EXERCISE ▸
Copy out the entries exactly, from the first line to the last.

━━━

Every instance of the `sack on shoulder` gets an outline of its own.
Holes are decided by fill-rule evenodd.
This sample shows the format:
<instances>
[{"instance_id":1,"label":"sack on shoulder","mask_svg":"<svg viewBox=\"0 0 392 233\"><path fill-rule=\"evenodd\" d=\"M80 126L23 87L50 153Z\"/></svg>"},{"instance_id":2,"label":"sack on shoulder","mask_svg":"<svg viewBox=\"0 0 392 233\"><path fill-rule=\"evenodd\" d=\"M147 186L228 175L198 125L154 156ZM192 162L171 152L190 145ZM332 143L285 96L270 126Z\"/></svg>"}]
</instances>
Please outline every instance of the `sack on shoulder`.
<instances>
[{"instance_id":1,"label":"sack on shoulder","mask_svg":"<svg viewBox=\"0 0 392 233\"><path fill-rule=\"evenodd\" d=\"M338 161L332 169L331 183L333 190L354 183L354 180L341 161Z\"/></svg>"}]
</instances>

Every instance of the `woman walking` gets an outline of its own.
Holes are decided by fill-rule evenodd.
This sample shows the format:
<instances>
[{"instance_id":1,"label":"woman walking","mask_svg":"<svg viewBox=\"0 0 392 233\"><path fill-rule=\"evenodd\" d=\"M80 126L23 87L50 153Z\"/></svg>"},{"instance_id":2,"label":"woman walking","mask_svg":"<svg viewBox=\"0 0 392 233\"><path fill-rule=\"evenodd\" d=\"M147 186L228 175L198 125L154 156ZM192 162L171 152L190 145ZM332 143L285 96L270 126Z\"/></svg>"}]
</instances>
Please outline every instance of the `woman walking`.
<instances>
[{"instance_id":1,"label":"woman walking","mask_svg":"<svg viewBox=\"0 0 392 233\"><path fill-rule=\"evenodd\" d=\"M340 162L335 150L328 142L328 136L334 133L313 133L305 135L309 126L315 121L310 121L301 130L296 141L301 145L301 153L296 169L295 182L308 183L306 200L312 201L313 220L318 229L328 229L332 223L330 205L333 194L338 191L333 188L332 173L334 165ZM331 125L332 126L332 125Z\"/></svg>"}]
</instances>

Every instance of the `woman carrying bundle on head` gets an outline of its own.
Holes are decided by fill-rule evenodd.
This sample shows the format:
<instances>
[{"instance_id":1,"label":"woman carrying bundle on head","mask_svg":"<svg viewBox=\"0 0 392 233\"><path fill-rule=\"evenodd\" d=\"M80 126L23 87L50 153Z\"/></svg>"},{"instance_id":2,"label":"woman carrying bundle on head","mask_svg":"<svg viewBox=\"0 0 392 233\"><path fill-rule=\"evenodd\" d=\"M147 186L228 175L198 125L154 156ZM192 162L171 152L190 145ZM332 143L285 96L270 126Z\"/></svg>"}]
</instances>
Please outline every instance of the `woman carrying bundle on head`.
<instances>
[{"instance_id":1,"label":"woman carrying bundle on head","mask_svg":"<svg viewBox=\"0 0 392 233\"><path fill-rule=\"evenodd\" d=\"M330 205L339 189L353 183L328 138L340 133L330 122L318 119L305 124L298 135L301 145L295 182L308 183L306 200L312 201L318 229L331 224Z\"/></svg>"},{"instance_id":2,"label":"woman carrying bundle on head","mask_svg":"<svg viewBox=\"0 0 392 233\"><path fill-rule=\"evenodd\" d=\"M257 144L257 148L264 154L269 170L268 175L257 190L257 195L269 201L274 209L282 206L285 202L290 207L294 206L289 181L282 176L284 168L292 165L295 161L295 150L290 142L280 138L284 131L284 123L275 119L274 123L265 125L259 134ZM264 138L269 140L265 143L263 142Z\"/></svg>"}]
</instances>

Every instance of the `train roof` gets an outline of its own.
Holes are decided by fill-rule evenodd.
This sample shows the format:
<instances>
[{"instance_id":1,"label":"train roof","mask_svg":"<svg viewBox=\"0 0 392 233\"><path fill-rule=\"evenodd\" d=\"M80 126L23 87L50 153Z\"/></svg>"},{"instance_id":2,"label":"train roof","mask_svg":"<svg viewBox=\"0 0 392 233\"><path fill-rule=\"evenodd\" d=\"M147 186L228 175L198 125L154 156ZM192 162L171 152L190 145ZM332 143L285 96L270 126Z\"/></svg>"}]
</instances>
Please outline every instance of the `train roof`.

━━━

SOLUTION TO THIS TASK ▸
Every instance of the `sack on shoulder` gets an outline of its own.
Holes are decided by fill-rule evenodd.
This sample shows the format:
<instances>
[{"instance_id":1,"label":"sack on shoulder","mask_svg":"<svg viewBox=\"0 0 392 233\"><path fill-rule=\"evenodd\" d=\"M80 126L23 87L50 153Z\"/></svg>"},{"instance_id":2,"label":"sack on shoulder","mask_svg":"<svg viewBox=\"0 0 392 233\"><path fill-rule=\"evenodd\" d=\"M147 186L228 175L198 125L154 156ZM192 162L171 152L190 145ZM332 143L285 96L270 126Z\"/></svg>"}]
</instances>
Please outline every instance of the `sack on shoulder`.
<instances>
[{"instance_id":1,"label":"sack on shoulder","mask_svg":"<svg viewBox=\"0 0 392 233\"><path fill-rule=\"evenodd\" d=\"M338 161L332 169L331 183L333 190L354 183L354 180L341 161Z\"/></svg>"}]
</instances>

Every instance of the `woman walking` gets an outline of its own.
Holes are decided by fill-rule evenodd.
This sample shows the format:
<instances>
[{"instance_id":1,"label":"woman walking","mask_svg":"<svg viewBox=\"0 0 392 233\"><path fill-rule=\"evenodd\" d=\"M80 126L23 87L50 153Z\"/></svg>"},{"instance_id":2,"label":"woman walking","mask_svg":"<svg viewBox=\"0 0 392 233\"><path fill-rule=\"evenodd\" d=\"M147 186L228 175L198 125L154 156ZM192 162L171 152L190 145ZM332 143L285 96L270 126Z\"/></svg>"}]
</instances>
Please outline every instance of the `woman walking`.
<instances>
[{"instance_id":1,"label":"woman walking","mask_svg":"<svg viewBox=\"0 0 392 233\"><path fill-rule=\"evenodd\" d=\"M340 162L335 150L328 142L328 136L334 133L313 133L305 135L309 126L315 121L310 121L301 130L296 141L301 145L301 153L296 169L295 182L308 183L306 200L312 201L313 220L318 229L328 229L332 223L330 205L333 194L338 191L333 188L332 173L334 165ZM331 125L332 126L332 125Z\"/></svg>"}]
</instances>

Every instance of the `woman carrying bundle on head` gets an outline of its own.
Holes are decided by fill-rule evenodd.
This sample shows the format:
<instances>
[{"instance_id":1,"label":"woman carrying bundle on head","mask_svg":"<svg viewBox=\"0 0 392 233\"><path fill-rule=\"evenodd\" d=\"M80 126L23 87L50 153Z\"/></svg>"},{"instance_id":2,"label":"woman carrying bundle on head","mask_svg":"<svg viewBox=\"0 0 392 233\"><path fill-rule=\"evenodd\" d=\"M147 186L228 175L198 125L154 156ZM192 162L171 152L190 145ZM332 143L285 96L270 126Z\"/></svg>"}]
</instances>
Please outline every instance of the `woman carrying bundle on head`.
<instances>
[{"instance_id":1,"label":"woman carrying bundle on head","mask_svg":"<svg viewBox=\"0 0 392 233\"><path fill-rule=\"evenodd\" d=\"M330 205L339 189L353 183L328 138L340 133L330 122L318 119L305 124L298 135L301 145L295 182L308 183L306 200L312 201L318 229L331 224Z\"/></svg>"},{"instance_id":2,"label":"woman carrying bundle on head","mask_svg":"<svg viewBox=\"0 0 392 233\"><path fill-rule=\"evenodd\" d=\"M257 144L257 148L264 154L269 170L268 175L257 190L257 195L269 201L274 209L282 206L285 202L290 207L294 206L289 181L282 176L284 168L292 165L295 161L295 150L290 142L280 138L284 131L284 123L275 119L274 123L265 125L259 134ZM264 138L269 140L265 143L263 142Z\"/></svg>"}]
</instances>

Every instance of the `train roof` gets an outline of its own.
Holes are decided by fill-rule evenodd.
This sample shows the format:
<instances>
[{"instance_id":1,"label":"train roof","mask_svg":"<svg viewBox=\"0 0 392 233\"><path fill-rule=\"evenodd\" d=\"M80 126L23 87L50 153Z\"/></svg>"},{"instance_id":2,"label":"train roof","mask_svg":"<svg viewBox=\"0 0 392 233\"><path fill-rule=\"evenodd\" d=\"M147 186L228 175L198 125L154 156ZM192 162L171 152L190 145ZM332 143L285 96L270 126Z\"/></svg>"}]
</instances>
Please outline every instance of the `train roof`.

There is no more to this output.